> _PROBLEM TO SOLVE_: Reproduce the passage of the article on smoking cessation and MS progression between "#ECTRIMS2021 – Quitting" and "from the conference.", inclusive.

#ECTRIMS2021 – Quitting Smoking May Help Slow MS Progression
Editor’s note: The Multiple Sclerosis News Today team is providing in-depth coverage of the virtual 37th Congress of the European Committee for Treatment and Research in Multiple Sclerosis (ECTRIMS), Oct. 13–15. Go here to see the latest stories from the conference.
Multiple sclerosis (MS) patients who quit smoking show a slower rate of disease progression than those who continue to smoke, according to a large real-world study in the U.K.
Moreover, disease progression in former smokers was found to be comparable to that of people who had never smoked, highlighting the beneficial effect of smoking cessation in this patient population, according to researchers.
“When smokers quit, there is a slowing in the rate of motor disability deterioration so that it matches the rate of motor decline in those who have never smoked,” the researchers wrote.
The takeaway: “Smoking cessation is beneficial for people with MS.”
These findings were shared by Jeff Rodgers, PhD, of the Swansea University Medical School, in the U.K, at the 37th Congress of the European Committee for Treatment and Research in Multiple Sclerosis (ECTRIMS), running virtually Oct. 13-15.
The oral presentation was titled “The impact of smoking cessation on multiple sclerosis disease progression.” The findings were simultaneously published in the journal Brain.
A large body of evidence supports smoking as an influencing factor of MS development and progression. However, whether smoking cessation has a beneficial effect on disease progression over time remains unclear.
To address this knowledge gap, Rodgers and other researchers with the UK MS Register analyzed data from adults with MS participating in the register study — established in 2010 by the Swansea University Medical School, in Wales, and funded by the MS Society UK.
Demographic, lifestyle, and patient-reported outcome (PRO) data were collected between 2011 and 2020 on a biannual basis.
The study’s main goals were to assess the effect of smoking status in three PROs, one of them the MS Physical Impact Scale (MSIS-29-Phys), which measures the impact of disease on motor skills. The other PROs were the MS Walking Scale (MSWS-12), a measure of MS impact on walking abilities, and the Hospital Anxiety and Depression Scale (HADS-Anxiety and HADS-Depression), a general assessment of anxiety and depression.
For all measures, higher scores indicate greater disability.
A total of 7,983 patients provided information on their smoking status and had completed at least one of the PROs. Nearly half (48.3%) had never smoked, while 35.3% were former smokers, and 16.5% were active smokers.
The results showed that, at the study’s start, current smokers “were younger and had higher median anxiety and depression scores,” while former and current smokers “had a higher level of disability” than never smokers, Rodgers said.
After adjusting for influencing factors — such as daily smoking level, age, sex, ethnicity, and disease duration and type — the researchers found that active smokers had 3–4% higher scores for all PROs relative to those who had never smoked, indicating higher disability and poorer mental health.
There were no major differences between former and never smokers in terms of walking abilities at the study’s start.
In addition, in both former and current smokers, the more cigarettes previously or currently smoked per day, the higher the PRO scores — except for anxiety in former smokers, which was stable across all smoking levels.
When analyzing the data of a subset of 923 MS patients who had annual records over five years, the team found that motor disability and depression significantly worsened over time, regardless of smoking status, while anxiety remained generally stable.

> _Natural-language object grounding data_:
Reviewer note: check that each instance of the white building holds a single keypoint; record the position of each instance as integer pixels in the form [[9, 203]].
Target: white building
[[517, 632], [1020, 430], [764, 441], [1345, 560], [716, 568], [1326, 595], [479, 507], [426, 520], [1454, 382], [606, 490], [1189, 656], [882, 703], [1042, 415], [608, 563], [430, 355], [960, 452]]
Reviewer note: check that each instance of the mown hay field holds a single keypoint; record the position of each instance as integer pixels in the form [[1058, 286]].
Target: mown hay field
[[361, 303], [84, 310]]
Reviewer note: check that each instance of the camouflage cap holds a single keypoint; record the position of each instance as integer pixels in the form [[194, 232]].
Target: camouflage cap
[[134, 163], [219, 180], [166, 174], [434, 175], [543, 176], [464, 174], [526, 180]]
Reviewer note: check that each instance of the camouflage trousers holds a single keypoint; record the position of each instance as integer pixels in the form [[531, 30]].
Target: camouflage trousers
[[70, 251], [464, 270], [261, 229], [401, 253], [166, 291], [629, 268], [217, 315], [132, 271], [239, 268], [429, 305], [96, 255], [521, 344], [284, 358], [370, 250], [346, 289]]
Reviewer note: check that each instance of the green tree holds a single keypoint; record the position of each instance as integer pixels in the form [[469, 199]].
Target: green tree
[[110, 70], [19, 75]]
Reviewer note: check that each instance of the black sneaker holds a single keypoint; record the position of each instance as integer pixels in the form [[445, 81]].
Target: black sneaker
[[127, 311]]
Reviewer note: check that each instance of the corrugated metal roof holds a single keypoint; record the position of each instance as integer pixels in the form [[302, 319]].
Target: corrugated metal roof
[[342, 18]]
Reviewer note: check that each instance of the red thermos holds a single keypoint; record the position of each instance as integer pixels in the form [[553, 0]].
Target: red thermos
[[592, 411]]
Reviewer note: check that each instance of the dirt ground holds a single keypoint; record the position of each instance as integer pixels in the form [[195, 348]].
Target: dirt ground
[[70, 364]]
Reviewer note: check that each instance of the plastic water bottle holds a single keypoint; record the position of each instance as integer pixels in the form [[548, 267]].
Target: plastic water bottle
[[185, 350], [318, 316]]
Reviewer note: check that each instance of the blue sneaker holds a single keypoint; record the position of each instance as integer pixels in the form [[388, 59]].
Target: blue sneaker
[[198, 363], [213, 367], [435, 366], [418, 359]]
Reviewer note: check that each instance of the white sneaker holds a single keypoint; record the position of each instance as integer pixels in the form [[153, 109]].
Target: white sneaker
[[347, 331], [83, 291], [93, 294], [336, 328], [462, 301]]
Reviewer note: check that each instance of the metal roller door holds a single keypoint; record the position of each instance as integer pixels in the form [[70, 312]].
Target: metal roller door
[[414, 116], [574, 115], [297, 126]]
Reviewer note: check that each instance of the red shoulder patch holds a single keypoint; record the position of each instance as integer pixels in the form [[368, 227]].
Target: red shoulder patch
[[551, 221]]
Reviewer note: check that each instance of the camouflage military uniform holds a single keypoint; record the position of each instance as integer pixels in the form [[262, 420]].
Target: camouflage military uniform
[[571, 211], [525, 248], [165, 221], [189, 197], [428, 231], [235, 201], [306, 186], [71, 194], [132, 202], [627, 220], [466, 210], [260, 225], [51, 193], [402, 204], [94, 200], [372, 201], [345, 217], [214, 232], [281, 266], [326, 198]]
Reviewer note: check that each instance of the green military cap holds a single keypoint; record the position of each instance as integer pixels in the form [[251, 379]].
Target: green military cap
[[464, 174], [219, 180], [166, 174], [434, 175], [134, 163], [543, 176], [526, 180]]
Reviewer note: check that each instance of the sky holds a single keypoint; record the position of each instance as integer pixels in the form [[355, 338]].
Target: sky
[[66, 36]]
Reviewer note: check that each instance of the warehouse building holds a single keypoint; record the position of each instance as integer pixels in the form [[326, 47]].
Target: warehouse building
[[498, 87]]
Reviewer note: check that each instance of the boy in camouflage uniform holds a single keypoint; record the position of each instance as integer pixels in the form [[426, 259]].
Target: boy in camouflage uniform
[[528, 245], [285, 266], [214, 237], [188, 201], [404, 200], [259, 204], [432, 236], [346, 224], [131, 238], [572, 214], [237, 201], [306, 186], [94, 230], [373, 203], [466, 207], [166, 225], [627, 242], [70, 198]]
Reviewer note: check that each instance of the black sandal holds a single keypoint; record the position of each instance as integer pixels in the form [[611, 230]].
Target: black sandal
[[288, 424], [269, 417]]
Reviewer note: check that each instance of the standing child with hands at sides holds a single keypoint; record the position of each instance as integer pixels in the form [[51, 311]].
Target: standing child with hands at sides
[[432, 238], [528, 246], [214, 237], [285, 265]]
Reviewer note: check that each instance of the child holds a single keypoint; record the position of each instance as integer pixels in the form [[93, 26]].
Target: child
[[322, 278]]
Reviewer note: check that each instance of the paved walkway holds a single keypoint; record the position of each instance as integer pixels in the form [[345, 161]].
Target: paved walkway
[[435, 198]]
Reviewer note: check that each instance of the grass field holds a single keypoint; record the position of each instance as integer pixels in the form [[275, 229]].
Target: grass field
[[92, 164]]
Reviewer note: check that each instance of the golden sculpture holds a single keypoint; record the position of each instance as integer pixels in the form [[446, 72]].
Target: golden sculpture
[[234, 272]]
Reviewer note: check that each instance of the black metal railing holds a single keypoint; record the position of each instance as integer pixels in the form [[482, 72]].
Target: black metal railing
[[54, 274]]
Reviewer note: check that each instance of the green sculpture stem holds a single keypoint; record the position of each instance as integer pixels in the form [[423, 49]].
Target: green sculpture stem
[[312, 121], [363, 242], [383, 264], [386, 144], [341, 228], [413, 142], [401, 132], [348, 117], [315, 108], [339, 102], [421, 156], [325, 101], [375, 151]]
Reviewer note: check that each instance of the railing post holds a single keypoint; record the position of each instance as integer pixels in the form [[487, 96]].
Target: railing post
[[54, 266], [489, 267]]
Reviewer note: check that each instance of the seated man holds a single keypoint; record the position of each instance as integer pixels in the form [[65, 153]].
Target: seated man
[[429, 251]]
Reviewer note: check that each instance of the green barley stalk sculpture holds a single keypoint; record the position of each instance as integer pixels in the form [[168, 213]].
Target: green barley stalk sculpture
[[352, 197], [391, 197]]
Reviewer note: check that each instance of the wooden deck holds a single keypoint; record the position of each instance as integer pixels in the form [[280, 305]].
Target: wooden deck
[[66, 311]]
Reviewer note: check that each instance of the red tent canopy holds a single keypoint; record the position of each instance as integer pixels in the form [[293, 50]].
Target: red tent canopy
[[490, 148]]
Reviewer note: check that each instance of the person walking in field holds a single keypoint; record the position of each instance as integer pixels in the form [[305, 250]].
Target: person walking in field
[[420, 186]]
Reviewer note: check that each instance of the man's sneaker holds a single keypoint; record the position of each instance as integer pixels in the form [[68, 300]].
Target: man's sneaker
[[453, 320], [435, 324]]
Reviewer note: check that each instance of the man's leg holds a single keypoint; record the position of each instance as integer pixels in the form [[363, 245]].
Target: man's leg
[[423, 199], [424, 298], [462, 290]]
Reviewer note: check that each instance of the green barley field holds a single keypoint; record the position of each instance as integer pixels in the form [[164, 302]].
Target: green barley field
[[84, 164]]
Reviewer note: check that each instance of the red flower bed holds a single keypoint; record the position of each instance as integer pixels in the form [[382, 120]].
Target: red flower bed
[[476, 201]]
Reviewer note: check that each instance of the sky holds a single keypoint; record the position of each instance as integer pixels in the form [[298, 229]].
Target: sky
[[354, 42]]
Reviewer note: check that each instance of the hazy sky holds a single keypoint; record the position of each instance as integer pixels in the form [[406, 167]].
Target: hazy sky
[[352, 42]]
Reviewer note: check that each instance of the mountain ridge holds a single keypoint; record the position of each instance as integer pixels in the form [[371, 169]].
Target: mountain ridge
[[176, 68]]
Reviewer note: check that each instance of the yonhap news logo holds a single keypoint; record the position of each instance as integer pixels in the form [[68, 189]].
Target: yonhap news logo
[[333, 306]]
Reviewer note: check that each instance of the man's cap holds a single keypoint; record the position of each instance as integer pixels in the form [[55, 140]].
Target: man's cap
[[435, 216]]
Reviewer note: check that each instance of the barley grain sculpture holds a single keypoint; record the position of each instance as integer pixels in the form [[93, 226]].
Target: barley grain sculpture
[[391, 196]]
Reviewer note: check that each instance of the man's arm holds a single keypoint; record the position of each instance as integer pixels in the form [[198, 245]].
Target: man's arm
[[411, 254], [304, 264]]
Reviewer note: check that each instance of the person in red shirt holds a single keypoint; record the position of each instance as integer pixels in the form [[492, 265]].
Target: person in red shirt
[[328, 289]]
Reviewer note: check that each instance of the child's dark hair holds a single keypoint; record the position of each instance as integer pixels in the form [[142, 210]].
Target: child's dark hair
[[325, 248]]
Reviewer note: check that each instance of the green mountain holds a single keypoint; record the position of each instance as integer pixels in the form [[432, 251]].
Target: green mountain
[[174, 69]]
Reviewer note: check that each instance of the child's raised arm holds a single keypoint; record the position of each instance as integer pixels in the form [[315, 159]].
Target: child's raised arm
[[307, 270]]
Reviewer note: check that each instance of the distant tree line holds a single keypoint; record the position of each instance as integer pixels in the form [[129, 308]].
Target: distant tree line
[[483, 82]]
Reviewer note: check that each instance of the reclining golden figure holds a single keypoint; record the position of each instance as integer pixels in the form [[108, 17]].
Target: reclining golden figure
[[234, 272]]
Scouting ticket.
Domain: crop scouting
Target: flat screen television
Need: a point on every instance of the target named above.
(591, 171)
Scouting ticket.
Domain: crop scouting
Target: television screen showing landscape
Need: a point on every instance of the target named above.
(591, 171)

> _PROBLEM SOLUTION_:
#ECTRIMS2021 – Quitting Smoking May Help Slow MS Progression
Editor’s note: The Multiple Sclerosis News Today team is providing in-depth coverage of the virtual 37th Congress of the European Committee for Treatment and Research in Multiple Sclerosis (ECTRIMS), Oct. 13–15. Go here to see the latest stories from the conference.